EXERCISE PROMPT:
Please set down, word for word, everything in the records below from the line containing "Task: locate every instance of the distant hill" down to and including the line containing "<point>144,376</point>". Leave out any picture in that stretch.
#### RECORD LIST ####
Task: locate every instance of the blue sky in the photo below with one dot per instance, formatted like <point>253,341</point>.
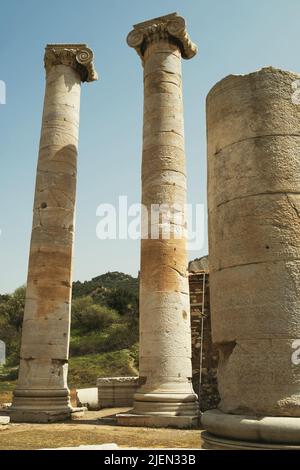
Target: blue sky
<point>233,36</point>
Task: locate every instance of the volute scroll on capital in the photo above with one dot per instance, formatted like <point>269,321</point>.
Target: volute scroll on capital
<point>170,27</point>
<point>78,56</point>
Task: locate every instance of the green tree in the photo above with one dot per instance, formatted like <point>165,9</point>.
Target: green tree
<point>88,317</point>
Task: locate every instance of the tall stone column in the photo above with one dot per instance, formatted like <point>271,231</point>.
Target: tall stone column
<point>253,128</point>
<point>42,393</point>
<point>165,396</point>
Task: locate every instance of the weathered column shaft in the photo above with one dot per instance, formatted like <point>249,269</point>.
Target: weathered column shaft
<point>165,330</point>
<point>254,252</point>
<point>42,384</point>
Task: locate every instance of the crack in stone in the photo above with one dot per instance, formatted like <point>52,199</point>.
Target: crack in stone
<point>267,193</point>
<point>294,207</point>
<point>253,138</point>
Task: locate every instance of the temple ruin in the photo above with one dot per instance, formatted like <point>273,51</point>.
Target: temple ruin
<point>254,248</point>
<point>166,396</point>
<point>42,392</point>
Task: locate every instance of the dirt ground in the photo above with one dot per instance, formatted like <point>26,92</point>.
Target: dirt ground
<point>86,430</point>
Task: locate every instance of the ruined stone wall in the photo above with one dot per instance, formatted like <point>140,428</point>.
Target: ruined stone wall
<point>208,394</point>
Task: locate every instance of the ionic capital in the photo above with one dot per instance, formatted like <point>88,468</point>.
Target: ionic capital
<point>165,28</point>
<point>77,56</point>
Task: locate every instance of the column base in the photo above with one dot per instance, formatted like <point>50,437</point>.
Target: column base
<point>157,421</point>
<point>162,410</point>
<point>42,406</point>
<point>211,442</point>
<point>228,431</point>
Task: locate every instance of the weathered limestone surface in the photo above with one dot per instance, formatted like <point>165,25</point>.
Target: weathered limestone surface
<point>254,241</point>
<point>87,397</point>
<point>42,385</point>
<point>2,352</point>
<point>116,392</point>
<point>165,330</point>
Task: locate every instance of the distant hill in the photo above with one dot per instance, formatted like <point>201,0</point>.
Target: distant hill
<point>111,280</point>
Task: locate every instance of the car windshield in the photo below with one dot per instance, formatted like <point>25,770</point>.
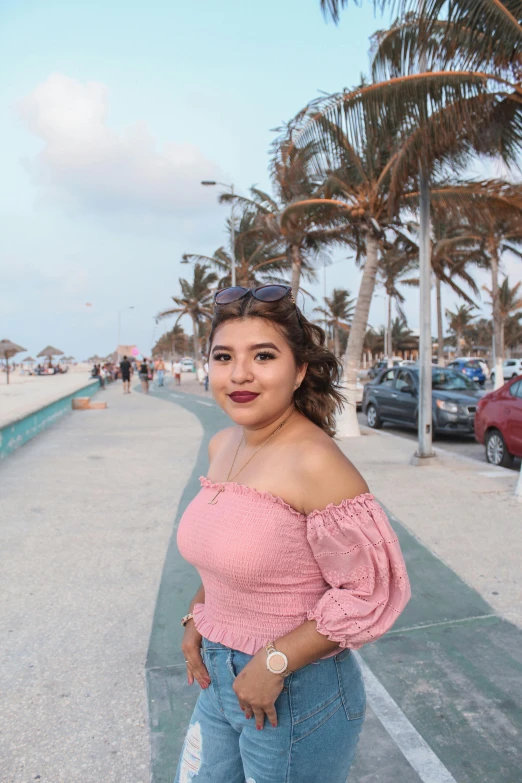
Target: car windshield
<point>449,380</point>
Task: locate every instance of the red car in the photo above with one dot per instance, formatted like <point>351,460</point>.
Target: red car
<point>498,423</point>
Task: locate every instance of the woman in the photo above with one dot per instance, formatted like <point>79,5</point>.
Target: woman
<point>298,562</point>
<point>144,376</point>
####
#### RECORD LIST ####
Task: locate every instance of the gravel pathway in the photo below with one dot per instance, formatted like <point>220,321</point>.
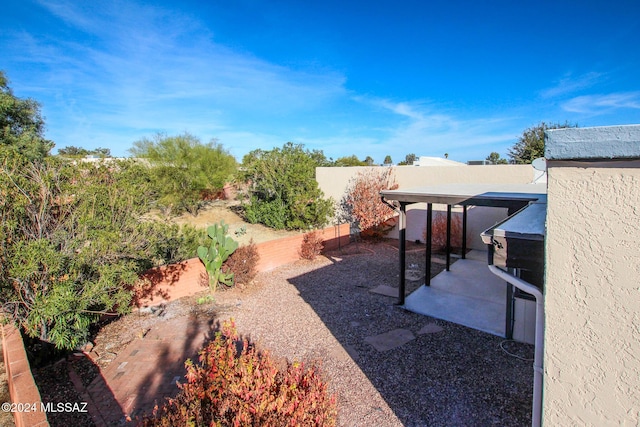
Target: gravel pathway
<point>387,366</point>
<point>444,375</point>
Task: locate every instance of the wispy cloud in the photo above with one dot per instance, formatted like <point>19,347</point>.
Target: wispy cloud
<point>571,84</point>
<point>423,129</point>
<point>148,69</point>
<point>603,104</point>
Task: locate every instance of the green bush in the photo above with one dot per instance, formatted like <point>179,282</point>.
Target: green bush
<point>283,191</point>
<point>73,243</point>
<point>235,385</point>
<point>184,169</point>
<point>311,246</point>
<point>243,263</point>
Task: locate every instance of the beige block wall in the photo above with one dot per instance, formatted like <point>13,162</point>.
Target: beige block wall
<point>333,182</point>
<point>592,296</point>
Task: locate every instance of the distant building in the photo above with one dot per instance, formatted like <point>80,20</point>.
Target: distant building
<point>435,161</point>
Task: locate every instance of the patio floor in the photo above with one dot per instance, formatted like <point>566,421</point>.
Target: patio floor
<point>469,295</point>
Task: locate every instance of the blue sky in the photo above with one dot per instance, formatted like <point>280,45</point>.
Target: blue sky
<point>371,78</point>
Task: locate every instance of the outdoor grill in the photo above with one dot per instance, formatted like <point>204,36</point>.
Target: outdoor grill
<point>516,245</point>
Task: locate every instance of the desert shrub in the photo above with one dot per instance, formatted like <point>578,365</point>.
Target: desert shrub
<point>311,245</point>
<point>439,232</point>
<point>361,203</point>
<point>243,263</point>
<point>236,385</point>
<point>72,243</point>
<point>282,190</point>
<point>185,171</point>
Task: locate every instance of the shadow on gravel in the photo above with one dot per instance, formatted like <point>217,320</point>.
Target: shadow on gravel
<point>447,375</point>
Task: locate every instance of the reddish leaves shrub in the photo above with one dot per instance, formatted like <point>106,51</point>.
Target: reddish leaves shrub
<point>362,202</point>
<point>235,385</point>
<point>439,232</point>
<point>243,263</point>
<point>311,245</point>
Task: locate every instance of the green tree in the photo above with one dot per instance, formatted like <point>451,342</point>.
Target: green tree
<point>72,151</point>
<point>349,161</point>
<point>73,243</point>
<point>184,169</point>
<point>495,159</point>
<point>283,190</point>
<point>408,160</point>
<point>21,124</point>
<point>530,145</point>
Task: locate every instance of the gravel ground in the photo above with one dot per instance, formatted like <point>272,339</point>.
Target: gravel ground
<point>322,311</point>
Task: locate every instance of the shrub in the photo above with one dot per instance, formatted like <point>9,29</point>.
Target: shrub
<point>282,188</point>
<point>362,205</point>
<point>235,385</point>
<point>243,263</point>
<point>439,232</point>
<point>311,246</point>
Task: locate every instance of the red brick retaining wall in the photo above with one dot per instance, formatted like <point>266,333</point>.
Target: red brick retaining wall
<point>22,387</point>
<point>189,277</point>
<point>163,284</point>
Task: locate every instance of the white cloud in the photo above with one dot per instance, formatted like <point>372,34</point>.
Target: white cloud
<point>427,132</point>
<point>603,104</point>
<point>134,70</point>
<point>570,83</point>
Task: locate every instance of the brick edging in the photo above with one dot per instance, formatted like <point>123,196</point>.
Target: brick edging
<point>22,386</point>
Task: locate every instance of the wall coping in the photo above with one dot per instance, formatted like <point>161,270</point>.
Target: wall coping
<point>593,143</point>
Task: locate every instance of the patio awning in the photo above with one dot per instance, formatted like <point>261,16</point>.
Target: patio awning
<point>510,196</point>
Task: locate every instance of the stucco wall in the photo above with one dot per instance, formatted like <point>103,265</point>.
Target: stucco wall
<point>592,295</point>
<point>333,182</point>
####
#### RECORD LIST ####
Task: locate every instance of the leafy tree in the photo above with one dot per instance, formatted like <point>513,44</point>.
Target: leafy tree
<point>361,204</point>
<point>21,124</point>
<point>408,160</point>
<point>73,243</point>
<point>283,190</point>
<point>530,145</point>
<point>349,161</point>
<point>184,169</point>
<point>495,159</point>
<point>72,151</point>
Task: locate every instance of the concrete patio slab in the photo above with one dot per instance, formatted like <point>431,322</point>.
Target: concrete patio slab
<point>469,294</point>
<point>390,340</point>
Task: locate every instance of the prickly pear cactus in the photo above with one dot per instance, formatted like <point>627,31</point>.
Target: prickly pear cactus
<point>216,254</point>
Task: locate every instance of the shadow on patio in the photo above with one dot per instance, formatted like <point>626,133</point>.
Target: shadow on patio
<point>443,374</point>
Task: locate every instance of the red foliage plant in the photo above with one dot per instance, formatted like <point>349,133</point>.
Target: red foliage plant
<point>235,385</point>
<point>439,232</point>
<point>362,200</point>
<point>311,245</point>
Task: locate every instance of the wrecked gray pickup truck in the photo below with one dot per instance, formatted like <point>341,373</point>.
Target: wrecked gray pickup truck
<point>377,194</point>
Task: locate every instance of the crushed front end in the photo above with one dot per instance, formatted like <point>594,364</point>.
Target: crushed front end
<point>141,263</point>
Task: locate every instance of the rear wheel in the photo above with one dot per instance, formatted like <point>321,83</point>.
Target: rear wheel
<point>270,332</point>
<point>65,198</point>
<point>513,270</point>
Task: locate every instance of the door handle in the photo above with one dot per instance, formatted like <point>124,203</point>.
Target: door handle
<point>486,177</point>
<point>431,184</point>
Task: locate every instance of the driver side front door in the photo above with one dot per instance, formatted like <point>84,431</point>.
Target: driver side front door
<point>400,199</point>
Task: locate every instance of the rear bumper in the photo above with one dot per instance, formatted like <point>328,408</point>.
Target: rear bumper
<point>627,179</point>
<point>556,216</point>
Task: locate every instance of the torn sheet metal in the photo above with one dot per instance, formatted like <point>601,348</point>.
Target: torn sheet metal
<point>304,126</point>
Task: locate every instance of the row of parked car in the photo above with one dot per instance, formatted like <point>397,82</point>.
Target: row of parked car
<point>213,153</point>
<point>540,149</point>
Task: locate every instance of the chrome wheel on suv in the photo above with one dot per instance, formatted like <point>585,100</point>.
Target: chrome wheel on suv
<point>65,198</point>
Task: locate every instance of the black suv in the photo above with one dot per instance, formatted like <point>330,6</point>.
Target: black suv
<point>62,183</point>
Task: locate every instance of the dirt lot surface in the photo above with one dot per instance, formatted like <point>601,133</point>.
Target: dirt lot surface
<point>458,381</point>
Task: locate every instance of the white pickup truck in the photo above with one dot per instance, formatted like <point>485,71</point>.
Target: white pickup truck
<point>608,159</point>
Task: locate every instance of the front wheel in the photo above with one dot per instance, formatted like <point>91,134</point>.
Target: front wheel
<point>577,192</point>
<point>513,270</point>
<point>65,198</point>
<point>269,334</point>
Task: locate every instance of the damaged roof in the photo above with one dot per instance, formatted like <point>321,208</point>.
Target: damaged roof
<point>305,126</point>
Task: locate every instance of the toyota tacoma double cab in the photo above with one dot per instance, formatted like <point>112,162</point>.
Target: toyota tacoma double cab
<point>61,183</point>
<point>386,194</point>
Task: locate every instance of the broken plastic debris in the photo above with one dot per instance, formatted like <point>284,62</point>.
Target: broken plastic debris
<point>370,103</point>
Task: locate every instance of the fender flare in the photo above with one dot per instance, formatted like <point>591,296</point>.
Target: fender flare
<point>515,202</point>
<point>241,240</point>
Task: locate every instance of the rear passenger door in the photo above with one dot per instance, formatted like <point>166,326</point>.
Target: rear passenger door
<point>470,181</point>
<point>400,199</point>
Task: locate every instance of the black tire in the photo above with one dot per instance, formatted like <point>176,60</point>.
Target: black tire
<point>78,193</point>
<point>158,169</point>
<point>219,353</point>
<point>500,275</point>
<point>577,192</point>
####
ANSWER TO THIS TASK:
Task: locate every instance of the distant hill in the photo above with one dot per instance, formatted like <point>201,0</point>.
Target: distant hill
<point>111,280</point>
Task: locate every instance of the car windshield in the photo below with one dot per instance, formatted like <point>25,770</point>.
Target: car windshield
<point>449,380</point>
Task: locate every instance of the red car in the photo above with one dot per instance, formatted like <point>351,460</point>.
Target: red car
<point>498,423</point>
Task: locate every instance of the woman in the photo above with one dot per instance, formatted like <point>79,5</point>.
Target: woman
<point>298,562</point>
<point>144,376</point>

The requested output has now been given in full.